== TEXT SECTION ==

Confidently Wrong by Orders of Magnitude
With 70,000 datasets across 15 tools, analysts faced a haystack of similar-sounding tables with subtle, consequential differences. Some tables had encrypted IDs, some didn't. Some adjusted for fraud, some didn't. Some pre-filtered for feedback, some didn't. Missing one nuance (a single column difference, a missing filter) could produce answers off by orders of magnitude. In a real life example, when asked how many ChatGPT users there are, an AI agent incorrectly answered 5,062,338. The real number: 800 million.
Simple Questions, Expensive Answers
A question that should take minutes was costing days of work across teams. A business lead would ask how many ChatGPT Pro users were in Italy. The data scientist would consult another engineer, who would consult another, who would hunt through tables. By the time the answer landed, it had taken three code deep-dives, two quick meetings, and five Slack threads. At 3,500 internal users across 15 tools, the cost of every question compounded across the whole company.
Context Trapped in Tribal Knowledge
A table's name and schema only tell part of the story. Why was it created? What filter did the analytics team apply at ingestion? What does this column mean in this team's vocabulary? That context lived in Notion docs, Slack incident channels, code review comments, and individuals' memories, invisible to any agent looking only at metadata. Without that layer, an AI agent could read the schema correctly and still give a wildly wrong answer.

===
== RECORD SET ==

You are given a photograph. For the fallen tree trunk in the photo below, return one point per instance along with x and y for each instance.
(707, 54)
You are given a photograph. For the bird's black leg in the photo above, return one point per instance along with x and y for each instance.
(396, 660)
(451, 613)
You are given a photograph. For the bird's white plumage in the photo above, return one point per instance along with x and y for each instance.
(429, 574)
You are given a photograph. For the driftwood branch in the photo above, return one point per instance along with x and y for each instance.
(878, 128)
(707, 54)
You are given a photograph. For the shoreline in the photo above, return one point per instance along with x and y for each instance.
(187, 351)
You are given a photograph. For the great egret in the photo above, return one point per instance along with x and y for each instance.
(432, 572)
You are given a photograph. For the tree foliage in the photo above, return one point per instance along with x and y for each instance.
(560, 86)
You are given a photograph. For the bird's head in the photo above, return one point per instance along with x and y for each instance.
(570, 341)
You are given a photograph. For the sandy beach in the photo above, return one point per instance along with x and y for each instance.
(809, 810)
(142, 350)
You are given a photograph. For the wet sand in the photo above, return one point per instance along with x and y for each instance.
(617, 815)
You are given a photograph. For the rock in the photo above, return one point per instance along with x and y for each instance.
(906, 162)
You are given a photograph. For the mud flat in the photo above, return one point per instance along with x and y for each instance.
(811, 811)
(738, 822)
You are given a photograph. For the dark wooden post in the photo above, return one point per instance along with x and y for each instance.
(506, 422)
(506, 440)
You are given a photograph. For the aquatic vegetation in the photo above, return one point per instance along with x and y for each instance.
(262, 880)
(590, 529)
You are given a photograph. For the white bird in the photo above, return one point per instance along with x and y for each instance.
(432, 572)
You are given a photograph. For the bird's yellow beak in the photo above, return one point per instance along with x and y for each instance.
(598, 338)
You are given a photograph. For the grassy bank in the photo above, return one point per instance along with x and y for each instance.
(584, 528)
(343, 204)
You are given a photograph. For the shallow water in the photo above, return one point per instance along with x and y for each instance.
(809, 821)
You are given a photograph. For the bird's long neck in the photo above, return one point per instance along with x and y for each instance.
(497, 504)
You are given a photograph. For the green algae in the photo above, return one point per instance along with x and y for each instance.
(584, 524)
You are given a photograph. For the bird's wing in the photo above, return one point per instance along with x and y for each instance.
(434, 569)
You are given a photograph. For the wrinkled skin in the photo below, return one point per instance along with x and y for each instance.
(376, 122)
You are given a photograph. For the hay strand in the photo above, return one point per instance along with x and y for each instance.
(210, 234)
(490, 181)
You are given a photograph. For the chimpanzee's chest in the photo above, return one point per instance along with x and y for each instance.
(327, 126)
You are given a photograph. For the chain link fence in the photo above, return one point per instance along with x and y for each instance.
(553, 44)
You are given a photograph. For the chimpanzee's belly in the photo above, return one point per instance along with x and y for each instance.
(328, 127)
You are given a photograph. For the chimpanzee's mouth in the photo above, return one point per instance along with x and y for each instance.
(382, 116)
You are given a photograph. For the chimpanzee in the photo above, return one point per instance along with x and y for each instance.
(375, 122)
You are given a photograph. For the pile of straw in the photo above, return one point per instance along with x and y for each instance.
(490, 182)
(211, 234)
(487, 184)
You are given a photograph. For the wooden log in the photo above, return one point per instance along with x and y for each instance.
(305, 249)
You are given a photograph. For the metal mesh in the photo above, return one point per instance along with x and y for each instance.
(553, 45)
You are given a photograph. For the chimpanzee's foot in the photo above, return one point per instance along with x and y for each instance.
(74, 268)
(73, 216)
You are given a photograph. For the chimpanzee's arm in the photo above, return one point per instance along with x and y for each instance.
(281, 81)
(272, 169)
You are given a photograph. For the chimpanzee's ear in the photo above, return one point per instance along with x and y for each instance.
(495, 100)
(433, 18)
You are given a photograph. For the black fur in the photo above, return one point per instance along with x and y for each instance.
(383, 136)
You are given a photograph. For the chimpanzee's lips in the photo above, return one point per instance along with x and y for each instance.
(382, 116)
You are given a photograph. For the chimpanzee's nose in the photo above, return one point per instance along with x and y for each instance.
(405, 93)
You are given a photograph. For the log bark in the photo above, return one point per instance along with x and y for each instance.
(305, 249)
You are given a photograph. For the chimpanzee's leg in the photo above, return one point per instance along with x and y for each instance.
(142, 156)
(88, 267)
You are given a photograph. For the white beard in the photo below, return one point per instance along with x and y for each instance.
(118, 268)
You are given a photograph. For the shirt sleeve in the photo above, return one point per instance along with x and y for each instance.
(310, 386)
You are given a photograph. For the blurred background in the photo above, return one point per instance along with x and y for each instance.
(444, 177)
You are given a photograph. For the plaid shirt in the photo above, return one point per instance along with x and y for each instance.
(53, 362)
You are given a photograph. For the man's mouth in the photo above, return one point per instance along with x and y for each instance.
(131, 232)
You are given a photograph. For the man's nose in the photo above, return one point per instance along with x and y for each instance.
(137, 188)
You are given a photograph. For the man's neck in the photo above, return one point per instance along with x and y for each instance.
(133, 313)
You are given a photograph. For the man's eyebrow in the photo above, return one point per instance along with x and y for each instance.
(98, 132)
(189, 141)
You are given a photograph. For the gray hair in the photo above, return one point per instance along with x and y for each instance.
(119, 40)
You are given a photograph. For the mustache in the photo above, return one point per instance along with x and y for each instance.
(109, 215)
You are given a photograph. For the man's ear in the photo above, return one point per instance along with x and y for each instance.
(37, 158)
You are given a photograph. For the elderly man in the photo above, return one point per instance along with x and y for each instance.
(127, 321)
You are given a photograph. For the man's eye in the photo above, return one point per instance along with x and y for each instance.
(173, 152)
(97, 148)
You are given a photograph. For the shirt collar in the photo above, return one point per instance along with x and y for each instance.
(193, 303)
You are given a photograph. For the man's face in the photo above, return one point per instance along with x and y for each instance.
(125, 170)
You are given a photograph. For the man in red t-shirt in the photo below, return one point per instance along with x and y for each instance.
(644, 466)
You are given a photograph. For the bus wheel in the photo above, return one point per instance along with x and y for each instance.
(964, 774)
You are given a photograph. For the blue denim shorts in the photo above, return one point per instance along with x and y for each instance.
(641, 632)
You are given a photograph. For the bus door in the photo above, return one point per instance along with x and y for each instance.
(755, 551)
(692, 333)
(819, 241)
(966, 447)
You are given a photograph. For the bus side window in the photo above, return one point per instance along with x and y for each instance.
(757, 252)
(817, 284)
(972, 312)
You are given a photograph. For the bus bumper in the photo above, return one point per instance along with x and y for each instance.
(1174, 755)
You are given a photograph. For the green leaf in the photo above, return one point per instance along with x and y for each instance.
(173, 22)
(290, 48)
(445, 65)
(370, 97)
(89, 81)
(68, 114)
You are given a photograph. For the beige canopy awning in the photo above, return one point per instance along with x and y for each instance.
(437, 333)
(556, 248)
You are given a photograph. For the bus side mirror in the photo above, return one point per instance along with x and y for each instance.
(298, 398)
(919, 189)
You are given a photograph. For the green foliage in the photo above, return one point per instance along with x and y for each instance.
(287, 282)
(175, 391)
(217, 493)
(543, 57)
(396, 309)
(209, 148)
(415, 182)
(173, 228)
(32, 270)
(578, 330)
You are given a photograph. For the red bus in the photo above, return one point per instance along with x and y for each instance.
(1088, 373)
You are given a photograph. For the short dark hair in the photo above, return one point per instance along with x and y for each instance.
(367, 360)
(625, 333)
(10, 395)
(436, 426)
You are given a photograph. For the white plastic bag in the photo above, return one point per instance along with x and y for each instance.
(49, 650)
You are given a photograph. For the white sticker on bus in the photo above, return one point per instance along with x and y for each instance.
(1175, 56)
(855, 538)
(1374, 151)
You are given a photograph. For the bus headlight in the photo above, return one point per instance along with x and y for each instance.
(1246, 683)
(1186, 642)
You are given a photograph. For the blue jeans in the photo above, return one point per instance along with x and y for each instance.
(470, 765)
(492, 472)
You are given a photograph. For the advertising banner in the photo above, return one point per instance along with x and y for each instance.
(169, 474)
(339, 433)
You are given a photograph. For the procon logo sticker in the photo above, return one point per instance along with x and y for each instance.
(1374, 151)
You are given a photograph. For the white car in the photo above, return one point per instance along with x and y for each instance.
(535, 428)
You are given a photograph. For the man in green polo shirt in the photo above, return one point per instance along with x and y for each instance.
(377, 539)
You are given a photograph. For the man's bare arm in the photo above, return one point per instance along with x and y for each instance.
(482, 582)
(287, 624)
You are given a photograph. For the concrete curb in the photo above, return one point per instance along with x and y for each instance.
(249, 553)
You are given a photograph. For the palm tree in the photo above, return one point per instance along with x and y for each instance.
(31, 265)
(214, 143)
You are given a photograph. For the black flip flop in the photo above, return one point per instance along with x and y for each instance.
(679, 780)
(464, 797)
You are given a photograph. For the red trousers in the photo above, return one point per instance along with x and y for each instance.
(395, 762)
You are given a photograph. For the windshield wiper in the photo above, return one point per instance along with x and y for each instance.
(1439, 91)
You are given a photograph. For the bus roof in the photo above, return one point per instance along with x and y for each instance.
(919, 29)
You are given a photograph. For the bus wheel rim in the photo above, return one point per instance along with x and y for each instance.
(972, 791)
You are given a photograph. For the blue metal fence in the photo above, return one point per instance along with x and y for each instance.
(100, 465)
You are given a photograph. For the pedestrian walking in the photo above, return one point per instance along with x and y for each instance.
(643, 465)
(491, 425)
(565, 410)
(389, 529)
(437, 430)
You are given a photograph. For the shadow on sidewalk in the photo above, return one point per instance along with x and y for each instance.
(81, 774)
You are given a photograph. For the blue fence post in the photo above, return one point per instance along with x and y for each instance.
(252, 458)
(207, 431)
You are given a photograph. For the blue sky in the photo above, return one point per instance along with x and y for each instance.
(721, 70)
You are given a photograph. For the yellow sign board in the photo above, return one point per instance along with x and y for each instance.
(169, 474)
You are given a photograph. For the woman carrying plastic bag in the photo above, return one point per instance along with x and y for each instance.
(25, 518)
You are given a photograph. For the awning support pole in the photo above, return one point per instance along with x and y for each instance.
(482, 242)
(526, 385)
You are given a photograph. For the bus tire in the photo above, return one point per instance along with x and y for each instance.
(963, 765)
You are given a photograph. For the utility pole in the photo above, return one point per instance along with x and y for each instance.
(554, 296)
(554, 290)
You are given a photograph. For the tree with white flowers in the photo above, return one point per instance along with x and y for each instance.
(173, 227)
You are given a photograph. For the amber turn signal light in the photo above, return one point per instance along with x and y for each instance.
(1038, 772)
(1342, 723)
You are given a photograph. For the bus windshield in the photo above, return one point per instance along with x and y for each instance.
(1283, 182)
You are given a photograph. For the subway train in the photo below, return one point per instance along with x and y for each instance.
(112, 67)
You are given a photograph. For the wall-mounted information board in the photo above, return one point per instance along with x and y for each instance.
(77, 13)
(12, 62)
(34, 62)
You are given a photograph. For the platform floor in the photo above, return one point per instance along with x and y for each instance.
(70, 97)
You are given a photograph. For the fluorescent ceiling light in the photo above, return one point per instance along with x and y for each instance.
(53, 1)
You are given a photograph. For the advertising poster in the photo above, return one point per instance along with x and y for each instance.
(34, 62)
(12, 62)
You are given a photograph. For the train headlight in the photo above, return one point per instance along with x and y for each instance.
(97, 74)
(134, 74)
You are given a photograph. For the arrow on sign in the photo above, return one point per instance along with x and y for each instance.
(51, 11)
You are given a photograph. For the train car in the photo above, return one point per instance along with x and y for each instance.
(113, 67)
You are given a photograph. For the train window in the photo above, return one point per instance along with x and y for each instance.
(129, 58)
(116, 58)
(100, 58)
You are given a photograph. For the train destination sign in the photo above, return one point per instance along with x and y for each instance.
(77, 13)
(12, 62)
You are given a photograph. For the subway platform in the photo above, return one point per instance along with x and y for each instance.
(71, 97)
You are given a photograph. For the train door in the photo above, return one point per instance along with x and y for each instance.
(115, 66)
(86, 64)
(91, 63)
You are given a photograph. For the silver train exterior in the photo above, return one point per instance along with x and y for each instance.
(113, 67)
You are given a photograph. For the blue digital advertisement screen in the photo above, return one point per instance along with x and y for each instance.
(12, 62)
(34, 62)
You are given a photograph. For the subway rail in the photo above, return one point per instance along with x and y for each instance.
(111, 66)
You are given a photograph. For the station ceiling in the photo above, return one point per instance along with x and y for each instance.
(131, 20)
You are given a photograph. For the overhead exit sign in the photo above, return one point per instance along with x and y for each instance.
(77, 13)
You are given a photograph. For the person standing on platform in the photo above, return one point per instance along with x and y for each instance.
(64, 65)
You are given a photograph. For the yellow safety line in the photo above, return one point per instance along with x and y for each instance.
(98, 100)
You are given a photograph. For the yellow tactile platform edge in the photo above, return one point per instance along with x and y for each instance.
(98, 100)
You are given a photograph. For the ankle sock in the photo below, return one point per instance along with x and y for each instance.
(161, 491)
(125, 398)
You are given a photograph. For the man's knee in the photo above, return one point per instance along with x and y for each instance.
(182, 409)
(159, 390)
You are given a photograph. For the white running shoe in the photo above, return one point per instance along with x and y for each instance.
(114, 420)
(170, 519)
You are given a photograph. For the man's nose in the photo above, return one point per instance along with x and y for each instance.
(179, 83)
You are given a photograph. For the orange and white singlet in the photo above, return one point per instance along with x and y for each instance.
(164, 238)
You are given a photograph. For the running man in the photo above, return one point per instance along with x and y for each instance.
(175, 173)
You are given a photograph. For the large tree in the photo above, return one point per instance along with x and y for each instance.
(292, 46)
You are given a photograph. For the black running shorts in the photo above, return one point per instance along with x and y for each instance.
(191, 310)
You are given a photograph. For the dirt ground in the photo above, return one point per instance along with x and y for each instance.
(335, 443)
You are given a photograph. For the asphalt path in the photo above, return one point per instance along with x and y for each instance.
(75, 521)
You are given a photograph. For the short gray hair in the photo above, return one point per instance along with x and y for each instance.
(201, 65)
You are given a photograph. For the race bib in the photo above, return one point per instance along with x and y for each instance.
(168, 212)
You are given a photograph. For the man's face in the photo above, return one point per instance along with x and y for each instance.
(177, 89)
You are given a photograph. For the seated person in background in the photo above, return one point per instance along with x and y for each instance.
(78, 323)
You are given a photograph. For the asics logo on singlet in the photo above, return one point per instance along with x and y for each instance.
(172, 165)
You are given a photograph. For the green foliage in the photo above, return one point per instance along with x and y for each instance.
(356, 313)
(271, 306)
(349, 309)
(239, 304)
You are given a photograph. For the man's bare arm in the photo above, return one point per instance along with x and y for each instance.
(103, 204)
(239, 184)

===

*COMPLETE THE FOLLOWING*:
(1) In the text about company data tables, what was the real number of ChatGPT users?
(2) Write a continuation of the text about company data tables, starting right after its last sentence.
This data comes from a separate source, not from the text about company data tables.

*TASK RESPONSES*:
(1) 800 million.

(2)
No Memory Across Conversations
Without a memory layer, every correction had to be relearned. If an analyst told the agent that a particular product type was filtered by a specific value, the next query restarted from scratch. Repeat questions would cost as much time as first-time questions. Team-specific definitions, edge-case filters, and learned corrections disappeared the moment a session ended.
Sensitive Data, Permissions Needed Beyond the Table
OpenAI's data includes information that not every user should be able to see. An agent ranging across all of it had to respect who could access what, without leaking sensitive context through query history or shared chats. Permission checks needed to extend to retrieval, sanitized queries, and chain-of-thought, not just row-level table access.